---------- Selected passage
Below FAQs are some common concerns of our clients before purchasing the Koi Carp if you have other questions, please just send it to
The diet of a Koi Carp changes with the seasons. In late spring and summer months when the temperature exceeds 16°C, the fish’s digestive system becomes fully active and fish will display voracious behaviour and should be fed a high protein koi stick.  In early spring and autumn typically, when the temperature is between 8-16°C, it is recommended to feed your fish an easy to digest food source such as wheat germ. Wheat germ is high in complex carbohydrates which releases energy much more slowly and is better suited to the fishes slowing metabolism.  During winter months or when the temperatures is below 10°C, the fish’s digestive system effectively shuts down. Therefore, when this happens, it is recommended to stop feeding your koi. If Koi sticks are left uneaten, it can negatively affect the water quality, so learn to recognise and understand your Koi’s feeding behaviour.  Good quality koi feed should promote fish health, alongside growth and colour. It will often include vitamins, proteins and carbohydrates which are vital to the fishes development.
--------------------
How to complete this task
Summarize the koi carp feeding text in two sentences.
---------- Data below
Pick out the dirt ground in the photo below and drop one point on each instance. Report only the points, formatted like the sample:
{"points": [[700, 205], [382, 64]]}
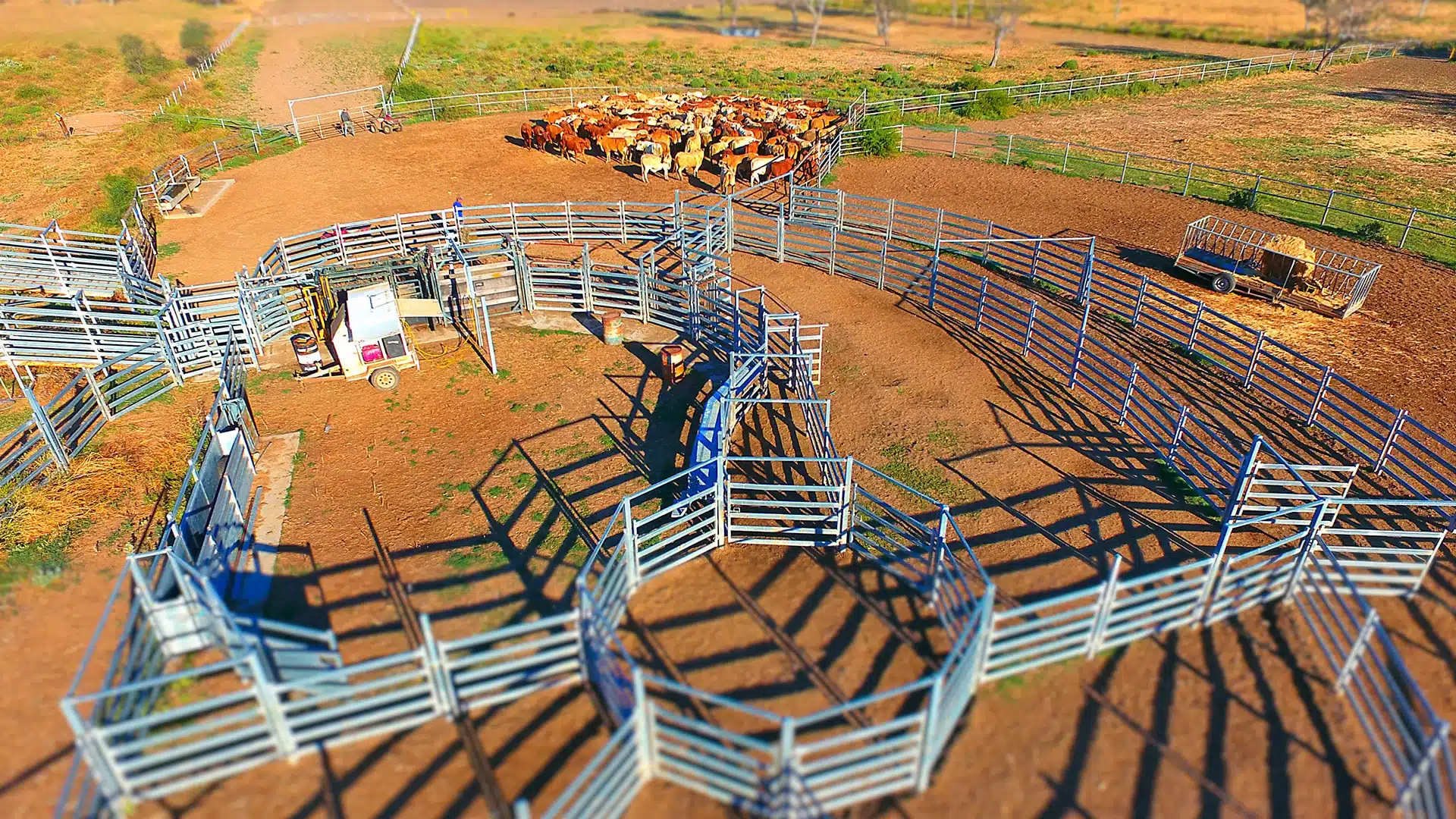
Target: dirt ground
{"points": [[308, 188], [1397, 346], [1381, 129], [446, 490], [446, 480]]}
--------------------
Your solution
A Koi Carp's diet changes with the seasons: above 16°C in late spring and summer it should be fed a high-protein koi stick, in early spring and autumn an easy-to-digest food such as wheat germ, and in winter feeding should stop because the fish's digestive system effectively shuts down. Uneaten koi sticks can harm water quality, and good quality koi feed, which often includes vitamins, proteins and carbohydrates, should promote health, growth and color.